THE REQUEST =>
Pick out every line of the entries below that contains the string "surface", and copy each one. Case counts.
■ ■ ■
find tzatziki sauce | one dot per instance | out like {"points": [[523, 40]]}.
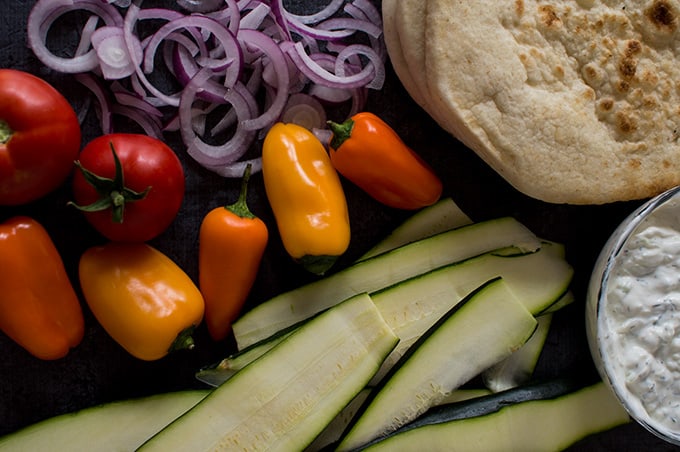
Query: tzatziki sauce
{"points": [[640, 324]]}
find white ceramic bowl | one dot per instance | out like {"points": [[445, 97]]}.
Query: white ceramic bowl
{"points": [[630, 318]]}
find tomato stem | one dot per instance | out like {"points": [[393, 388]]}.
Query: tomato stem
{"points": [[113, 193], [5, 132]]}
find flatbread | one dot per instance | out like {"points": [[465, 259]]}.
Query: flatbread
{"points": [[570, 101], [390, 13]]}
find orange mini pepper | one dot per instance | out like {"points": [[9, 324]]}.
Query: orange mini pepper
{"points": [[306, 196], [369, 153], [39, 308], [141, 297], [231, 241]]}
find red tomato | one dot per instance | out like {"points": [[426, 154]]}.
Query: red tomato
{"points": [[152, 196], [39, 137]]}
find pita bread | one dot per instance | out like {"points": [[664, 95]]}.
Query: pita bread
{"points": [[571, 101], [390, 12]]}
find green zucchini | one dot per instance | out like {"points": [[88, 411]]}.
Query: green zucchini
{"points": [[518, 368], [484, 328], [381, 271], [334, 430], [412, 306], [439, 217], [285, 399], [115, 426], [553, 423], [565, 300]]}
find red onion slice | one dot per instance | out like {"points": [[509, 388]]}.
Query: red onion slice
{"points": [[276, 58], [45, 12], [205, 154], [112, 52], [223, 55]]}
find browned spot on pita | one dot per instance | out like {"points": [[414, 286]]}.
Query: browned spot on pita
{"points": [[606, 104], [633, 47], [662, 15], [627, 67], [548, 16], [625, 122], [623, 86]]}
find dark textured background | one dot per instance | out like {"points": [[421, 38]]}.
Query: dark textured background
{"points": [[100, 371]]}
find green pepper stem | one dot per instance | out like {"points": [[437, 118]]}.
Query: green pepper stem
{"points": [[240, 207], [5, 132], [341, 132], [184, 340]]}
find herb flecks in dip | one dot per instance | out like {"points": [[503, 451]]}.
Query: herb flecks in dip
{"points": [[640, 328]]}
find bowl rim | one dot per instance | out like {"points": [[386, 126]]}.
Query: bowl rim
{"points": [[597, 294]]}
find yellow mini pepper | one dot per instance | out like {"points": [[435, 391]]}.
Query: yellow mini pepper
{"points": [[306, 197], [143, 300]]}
■ ■ ■
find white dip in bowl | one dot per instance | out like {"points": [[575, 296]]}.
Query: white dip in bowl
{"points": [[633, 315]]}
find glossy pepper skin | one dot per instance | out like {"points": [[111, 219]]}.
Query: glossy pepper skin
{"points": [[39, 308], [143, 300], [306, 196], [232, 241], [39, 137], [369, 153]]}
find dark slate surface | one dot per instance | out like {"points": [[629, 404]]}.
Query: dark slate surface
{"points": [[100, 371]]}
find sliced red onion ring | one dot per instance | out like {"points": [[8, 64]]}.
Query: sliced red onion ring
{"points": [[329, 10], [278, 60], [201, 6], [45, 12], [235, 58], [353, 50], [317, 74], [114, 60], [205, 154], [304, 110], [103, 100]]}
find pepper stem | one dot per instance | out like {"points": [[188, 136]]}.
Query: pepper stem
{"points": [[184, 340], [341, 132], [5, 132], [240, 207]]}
■ ■ ■
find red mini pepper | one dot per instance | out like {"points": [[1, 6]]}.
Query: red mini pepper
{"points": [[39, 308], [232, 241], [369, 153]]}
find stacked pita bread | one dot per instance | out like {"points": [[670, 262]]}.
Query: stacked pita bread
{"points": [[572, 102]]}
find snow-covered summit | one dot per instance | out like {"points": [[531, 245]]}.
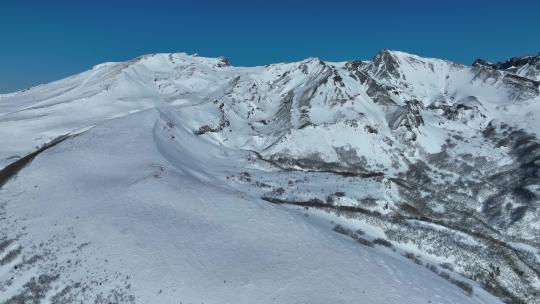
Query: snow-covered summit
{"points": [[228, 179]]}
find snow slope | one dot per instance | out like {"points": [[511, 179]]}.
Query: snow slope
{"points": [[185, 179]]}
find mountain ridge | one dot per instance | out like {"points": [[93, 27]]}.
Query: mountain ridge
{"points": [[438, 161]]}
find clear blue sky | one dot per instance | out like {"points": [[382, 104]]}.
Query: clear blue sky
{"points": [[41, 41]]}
■ ■ ■
ANSWER FOR THE TASK =>
find dark slate surface | one dot per instance | out like {"points": [[629, 404]]}.
Query: dark slate surface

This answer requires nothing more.